• Set exercise
Swap "marker" for "point" in the lines from the one containing "For each instance of the sidewalk, drop" through the one containing "[[98, 135], [207, 140], [152, 134]]", both included. Write out only those lines, leaving everything else in them unaltered.
######
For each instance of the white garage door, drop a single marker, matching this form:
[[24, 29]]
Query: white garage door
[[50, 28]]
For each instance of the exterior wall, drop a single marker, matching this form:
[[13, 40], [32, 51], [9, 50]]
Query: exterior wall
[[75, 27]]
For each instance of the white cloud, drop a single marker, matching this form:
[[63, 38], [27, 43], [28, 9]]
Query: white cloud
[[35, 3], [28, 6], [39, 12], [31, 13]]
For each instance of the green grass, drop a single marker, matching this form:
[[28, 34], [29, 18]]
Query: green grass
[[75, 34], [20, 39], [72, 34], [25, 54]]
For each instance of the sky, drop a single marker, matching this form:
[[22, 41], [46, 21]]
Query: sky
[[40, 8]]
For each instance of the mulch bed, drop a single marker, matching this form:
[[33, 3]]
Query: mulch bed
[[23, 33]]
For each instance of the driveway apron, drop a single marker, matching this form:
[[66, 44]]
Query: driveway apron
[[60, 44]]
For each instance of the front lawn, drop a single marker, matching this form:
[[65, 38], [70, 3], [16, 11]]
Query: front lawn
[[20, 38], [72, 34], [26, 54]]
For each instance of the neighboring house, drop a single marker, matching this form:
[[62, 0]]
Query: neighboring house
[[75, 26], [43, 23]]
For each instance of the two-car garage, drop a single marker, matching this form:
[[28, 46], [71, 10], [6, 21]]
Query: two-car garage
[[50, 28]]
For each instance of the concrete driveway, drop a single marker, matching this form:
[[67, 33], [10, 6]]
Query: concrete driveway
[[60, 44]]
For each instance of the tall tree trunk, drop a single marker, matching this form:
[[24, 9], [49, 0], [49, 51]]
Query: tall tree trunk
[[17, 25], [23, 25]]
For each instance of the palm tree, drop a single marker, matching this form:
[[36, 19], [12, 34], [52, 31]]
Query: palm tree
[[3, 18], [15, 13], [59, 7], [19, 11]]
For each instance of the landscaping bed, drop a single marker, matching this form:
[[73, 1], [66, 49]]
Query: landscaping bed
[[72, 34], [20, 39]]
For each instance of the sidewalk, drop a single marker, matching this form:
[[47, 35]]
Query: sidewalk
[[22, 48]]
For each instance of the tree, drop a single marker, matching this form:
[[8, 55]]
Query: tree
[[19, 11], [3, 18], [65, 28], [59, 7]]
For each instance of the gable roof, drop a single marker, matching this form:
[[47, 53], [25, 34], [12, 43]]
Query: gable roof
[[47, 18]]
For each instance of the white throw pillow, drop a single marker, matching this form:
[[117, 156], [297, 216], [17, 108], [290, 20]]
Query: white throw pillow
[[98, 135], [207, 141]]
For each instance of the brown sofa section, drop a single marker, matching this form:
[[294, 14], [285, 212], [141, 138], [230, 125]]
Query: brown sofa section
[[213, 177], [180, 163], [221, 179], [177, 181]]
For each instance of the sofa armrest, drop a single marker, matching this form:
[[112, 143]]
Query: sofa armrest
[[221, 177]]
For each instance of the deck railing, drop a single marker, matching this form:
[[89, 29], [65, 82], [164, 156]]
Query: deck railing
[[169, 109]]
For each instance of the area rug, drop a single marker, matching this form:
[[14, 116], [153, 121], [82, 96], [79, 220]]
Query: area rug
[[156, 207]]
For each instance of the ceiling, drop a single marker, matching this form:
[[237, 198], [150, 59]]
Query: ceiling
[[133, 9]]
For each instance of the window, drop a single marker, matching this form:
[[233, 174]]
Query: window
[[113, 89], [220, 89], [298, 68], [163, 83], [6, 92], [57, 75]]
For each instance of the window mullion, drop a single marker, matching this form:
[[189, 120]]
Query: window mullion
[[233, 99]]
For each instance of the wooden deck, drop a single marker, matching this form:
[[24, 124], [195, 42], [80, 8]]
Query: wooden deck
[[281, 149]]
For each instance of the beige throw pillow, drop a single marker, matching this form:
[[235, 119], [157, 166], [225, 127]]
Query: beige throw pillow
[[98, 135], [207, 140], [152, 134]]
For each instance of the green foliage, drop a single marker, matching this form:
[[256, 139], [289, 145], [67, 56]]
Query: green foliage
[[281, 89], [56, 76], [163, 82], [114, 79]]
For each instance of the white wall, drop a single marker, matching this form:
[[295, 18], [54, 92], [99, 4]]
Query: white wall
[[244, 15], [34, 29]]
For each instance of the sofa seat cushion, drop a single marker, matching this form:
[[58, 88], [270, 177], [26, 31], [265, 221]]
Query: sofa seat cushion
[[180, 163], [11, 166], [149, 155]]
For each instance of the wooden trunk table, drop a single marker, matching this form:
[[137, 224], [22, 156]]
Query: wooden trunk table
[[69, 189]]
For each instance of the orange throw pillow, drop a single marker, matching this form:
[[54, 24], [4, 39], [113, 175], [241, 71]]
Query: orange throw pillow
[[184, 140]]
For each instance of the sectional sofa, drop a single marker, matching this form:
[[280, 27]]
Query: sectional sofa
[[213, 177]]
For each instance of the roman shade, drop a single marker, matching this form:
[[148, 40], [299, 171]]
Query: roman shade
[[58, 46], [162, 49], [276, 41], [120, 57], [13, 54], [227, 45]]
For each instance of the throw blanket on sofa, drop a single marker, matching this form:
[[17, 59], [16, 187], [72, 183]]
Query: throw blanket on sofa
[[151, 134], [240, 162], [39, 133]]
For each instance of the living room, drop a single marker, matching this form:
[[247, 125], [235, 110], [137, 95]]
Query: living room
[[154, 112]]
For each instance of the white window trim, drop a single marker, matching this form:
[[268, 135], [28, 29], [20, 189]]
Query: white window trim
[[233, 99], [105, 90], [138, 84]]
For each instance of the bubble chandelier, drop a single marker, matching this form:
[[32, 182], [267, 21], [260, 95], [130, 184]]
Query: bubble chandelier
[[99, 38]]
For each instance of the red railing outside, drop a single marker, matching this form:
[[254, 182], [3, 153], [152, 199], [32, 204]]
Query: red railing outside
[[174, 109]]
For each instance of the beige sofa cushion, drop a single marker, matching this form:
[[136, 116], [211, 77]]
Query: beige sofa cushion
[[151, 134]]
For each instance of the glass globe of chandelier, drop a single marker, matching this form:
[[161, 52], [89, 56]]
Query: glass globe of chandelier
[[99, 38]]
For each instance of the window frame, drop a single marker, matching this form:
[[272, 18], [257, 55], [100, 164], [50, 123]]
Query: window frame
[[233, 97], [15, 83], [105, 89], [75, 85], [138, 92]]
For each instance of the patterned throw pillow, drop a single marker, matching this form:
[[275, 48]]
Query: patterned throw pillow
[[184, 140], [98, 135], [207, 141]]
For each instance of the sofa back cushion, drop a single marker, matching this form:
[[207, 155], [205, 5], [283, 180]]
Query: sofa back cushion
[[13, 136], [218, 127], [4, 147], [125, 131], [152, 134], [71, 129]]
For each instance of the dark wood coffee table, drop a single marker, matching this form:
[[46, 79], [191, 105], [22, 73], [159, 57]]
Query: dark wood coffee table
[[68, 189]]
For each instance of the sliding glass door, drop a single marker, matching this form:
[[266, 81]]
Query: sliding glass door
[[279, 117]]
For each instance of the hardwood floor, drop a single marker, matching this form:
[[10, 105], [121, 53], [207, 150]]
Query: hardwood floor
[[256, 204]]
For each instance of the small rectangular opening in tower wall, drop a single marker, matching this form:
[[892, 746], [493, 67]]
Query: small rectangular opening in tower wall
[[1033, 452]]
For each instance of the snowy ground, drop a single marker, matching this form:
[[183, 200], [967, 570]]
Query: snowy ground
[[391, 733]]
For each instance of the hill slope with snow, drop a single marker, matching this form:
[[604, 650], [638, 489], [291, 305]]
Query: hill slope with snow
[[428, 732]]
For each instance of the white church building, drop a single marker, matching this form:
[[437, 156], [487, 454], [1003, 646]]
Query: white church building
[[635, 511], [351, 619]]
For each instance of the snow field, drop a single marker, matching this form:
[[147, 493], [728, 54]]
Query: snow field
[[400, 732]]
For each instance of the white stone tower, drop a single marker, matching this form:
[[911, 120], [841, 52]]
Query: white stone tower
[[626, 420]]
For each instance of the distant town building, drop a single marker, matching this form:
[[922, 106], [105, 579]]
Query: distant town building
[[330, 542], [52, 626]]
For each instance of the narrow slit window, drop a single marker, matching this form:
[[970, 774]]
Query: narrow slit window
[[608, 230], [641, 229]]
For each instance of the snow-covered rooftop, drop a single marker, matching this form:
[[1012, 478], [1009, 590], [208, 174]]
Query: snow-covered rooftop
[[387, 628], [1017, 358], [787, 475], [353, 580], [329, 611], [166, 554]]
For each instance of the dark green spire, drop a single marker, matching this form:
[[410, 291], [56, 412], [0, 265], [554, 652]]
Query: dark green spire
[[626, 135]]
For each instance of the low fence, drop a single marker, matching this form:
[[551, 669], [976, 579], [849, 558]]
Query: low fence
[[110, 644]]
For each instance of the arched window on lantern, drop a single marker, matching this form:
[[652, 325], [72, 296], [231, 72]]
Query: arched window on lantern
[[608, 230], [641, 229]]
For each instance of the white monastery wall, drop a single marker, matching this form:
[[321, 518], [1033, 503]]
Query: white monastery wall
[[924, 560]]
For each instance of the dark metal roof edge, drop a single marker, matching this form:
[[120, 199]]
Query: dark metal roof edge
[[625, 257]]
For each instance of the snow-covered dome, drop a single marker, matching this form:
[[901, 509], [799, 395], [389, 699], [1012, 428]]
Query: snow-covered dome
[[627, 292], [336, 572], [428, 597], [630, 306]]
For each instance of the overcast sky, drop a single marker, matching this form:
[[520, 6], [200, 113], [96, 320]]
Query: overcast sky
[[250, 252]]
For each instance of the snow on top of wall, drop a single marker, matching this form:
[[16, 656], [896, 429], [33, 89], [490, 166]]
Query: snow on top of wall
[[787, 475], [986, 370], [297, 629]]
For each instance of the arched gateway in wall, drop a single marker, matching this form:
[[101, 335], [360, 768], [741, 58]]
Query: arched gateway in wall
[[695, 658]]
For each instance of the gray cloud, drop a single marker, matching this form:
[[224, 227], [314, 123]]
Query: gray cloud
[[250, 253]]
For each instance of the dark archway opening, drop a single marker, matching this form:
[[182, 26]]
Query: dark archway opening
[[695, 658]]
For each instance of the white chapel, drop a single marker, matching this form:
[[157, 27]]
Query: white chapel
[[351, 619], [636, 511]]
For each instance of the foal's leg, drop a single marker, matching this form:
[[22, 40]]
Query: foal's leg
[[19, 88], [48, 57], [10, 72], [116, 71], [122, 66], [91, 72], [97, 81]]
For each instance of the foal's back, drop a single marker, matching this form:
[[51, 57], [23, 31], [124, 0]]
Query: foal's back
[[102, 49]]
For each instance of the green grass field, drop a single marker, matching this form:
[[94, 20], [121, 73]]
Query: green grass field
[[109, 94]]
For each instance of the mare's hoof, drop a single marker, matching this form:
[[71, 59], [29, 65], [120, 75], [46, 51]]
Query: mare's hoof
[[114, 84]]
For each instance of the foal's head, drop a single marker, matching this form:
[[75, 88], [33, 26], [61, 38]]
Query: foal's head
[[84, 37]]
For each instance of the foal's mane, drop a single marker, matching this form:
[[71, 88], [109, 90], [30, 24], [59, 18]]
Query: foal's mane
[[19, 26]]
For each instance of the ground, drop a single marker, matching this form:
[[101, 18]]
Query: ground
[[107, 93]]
######
• Expected answer
For each instance of the sidewalk, drop a single point, matching this form:
[[47, 35]]
Query: sidewalk
[[22, 48]]
For each instance of the tree, drop a single point, matching this form:
[[8, 55]]
Query: tree
[[19, 11], [3, 18], [65, 28], [59, 7]]
For each instance of the gable roof, drop a single point, matching this form:
[[47, 53], [25, 34], [12, 43]]
Query: gable roof
[[47, 18]]
For each instance of the white throw pillow, drop a single point, matching this form:
[[117, 156], [297, 216], [17, 108], [290, 20]]
Query: white throw pillow
[[98, 135], [207, 141]]
For each instance of the brown sofa section, drop a single point, matching this form:
[[294, 14], [285, 212], [141, 138], [230, 125]]
Query: brown sofa section
[[213, 177], [180, 163], [221, 179], [177, 181]]
For each instance of the sofa armrest, drop a single point, matching this form:
[[112, 143]]
Query: sofa armrest
[[221, 177]]
For each instance of the deck railing, drop a single point, matching this form:
[[89, 29], [65, 82], [164, 156]]
Query: deck railing
[[169, 109]]
For each instance of the area rug, drop a single point, matching this form:
[[14, 116], [153, 121], [82, 96], [79, 220]]
Query: area rug
[[156, 207]]
For each instance of the ceiling, drop a single point, matching this form:
[[237, 198], [150, 59]]
Query: ceiling
[[133, 9]]
For each instance of the window, drop a single point, matching this form:
[[233, 174]]
Query: window
[[113, 89], [220, 89], [298, 68], [163, 83], [6, 92], [57, 75]]
For each instance of the window mullion, drop a single point, matching this form:
[[189, 120]]
Query: window mullion
[[233, 99]]
For each instance of the wooden deck, drop a single point, matching this form:
[[24, 124], [195, 42], [80, 8]]
Query: wooden deck
[[281, 149]]
For each instance of the beige throw pillow, drop a single point, matching this form:
[[235, 119], [157, 166], [225, 127]]
Query: beige throw pillow
[[98, 135], [207, 140], [152, 134]]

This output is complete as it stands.